Tell how many lines of the entries below include the string "backpack". Respond with the number alone.
---
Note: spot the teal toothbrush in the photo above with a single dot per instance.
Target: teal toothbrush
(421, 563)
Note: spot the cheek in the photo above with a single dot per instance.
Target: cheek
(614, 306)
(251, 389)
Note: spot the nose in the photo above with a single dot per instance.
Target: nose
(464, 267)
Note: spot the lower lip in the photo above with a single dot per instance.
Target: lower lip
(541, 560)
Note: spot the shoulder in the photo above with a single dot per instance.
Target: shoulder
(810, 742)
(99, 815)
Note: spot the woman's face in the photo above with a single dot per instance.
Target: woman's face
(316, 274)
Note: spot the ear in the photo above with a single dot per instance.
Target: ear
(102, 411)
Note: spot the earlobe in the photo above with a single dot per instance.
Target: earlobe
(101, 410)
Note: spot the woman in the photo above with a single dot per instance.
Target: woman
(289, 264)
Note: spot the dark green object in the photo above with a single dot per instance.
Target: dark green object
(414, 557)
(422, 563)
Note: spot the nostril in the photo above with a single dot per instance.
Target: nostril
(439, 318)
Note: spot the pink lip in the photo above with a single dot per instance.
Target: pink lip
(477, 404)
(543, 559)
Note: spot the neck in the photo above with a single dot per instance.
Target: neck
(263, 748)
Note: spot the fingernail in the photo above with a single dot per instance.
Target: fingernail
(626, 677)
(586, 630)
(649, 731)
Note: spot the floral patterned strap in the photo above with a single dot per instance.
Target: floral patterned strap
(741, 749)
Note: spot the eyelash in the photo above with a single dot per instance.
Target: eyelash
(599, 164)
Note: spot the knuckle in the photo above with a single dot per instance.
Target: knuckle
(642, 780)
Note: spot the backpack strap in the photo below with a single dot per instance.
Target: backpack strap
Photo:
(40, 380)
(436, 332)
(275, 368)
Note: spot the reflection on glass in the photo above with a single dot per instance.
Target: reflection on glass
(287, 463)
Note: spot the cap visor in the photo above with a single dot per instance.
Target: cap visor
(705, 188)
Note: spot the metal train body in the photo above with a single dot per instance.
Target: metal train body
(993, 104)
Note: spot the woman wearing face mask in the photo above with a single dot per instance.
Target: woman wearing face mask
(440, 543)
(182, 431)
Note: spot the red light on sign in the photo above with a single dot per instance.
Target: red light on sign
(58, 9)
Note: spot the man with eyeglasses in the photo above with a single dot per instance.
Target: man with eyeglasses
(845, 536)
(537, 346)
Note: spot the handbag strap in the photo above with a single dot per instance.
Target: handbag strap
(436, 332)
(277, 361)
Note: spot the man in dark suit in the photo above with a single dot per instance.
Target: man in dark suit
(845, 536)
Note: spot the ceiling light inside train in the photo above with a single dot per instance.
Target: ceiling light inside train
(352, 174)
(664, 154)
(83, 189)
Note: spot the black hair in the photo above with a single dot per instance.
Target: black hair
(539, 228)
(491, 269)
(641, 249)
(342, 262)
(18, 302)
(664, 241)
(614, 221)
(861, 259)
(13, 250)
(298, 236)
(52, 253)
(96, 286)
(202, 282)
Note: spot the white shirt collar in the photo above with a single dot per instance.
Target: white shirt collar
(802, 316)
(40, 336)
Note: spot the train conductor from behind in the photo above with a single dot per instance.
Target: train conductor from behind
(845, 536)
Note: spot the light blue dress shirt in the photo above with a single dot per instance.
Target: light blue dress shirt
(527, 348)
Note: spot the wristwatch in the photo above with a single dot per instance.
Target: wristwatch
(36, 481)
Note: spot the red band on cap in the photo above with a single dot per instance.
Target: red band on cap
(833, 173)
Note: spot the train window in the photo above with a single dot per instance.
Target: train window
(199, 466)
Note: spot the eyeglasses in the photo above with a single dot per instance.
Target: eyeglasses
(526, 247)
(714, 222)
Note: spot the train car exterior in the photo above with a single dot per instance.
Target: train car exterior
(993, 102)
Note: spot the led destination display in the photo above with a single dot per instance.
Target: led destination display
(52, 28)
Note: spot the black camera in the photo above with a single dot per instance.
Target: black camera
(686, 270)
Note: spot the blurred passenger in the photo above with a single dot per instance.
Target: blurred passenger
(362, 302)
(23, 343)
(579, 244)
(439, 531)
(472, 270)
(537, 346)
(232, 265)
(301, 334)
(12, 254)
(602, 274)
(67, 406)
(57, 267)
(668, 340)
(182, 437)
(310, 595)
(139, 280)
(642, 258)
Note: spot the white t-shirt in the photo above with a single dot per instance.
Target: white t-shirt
---
> **Answer**: 2